**Sfida:** Estragga dal materiale tutte le righe che contengono la parola "ground".

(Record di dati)

========================================================================

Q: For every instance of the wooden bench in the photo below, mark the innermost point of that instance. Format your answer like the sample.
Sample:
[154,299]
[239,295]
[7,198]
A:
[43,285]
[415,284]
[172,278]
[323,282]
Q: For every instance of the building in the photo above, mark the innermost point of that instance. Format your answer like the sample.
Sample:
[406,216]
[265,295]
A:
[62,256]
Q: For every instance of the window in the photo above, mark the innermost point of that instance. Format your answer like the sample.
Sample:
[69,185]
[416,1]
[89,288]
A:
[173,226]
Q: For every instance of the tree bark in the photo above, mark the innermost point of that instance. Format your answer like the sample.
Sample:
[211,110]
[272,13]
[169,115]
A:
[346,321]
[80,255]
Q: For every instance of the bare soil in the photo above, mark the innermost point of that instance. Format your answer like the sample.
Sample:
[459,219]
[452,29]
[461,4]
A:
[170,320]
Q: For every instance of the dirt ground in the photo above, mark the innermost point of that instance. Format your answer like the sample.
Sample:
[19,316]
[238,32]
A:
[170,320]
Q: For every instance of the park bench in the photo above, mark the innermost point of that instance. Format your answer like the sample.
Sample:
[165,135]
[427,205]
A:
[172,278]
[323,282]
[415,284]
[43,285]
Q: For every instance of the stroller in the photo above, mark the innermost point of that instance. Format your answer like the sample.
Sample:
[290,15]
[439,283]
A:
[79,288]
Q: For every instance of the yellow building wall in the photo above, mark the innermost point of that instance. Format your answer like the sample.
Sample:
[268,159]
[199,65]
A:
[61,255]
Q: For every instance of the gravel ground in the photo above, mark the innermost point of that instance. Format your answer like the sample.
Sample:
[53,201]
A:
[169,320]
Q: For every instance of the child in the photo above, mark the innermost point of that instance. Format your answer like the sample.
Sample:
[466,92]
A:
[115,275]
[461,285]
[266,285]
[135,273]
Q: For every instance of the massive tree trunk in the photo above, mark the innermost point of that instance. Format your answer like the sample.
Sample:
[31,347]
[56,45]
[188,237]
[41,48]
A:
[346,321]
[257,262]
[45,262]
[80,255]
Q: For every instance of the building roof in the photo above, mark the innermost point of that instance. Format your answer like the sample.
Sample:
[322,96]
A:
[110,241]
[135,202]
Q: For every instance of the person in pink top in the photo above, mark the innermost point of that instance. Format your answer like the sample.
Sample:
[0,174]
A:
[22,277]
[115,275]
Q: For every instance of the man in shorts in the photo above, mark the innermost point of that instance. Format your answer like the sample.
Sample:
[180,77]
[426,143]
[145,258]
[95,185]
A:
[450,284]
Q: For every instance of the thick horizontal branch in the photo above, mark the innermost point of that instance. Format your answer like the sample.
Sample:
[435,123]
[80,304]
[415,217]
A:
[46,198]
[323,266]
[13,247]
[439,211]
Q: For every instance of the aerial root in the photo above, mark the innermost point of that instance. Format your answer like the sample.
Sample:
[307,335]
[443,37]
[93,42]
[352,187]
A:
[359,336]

========================================================================

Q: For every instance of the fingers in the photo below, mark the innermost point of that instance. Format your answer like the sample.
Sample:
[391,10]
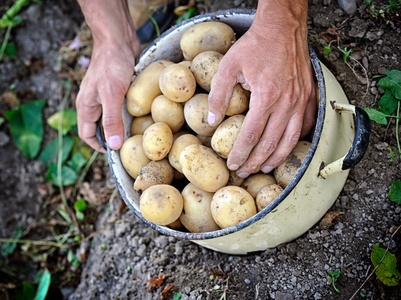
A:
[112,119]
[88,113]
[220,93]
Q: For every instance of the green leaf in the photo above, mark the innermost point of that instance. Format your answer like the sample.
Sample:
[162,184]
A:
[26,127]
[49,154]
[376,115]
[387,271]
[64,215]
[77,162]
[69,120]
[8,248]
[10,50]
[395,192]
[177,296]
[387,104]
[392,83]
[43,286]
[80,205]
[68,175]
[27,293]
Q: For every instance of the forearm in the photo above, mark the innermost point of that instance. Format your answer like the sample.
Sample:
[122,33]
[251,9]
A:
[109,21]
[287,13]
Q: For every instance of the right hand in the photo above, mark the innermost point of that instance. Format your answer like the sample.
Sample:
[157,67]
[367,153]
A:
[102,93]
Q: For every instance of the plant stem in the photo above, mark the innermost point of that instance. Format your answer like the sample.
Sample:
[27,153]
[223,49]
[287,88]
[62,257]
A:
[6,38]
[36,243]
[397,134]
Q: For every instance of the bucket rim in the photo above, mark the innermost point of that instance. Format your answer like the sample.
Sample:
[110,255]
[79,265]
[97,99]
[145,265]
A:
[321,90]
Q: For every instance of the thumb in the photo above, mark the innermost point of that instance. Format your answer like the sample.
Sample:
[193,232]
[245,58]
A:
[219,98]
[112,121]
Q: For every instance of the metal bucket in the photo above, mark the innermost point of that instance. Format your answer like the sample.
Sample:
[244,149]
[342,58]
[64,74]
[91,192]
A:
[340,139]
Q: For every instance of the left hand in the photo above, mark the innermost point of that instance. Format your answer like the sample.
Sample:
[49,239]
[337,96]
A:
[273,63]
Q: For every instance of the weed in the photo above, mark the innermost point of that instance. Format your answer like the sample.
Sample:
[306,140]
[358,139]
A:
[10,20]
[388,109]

========================================================================

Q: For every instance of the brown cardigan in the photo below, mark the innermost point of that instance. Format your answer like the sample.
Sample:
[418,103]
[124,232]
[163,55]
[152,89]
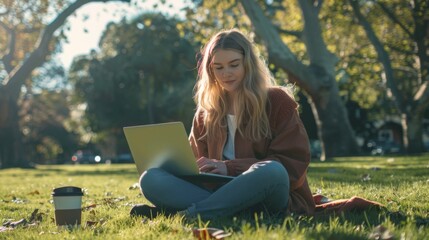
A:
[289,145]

========================================================================

**Soluzione dell'esercizio:**
Q: For every instance of the dirt ground in the photo above, mark the innermost point of that instance. Format your answer like the sample.
Q: For every instance of the gravel ground in the photo above, mark the innermost point of that instance. Format your answer like the sample.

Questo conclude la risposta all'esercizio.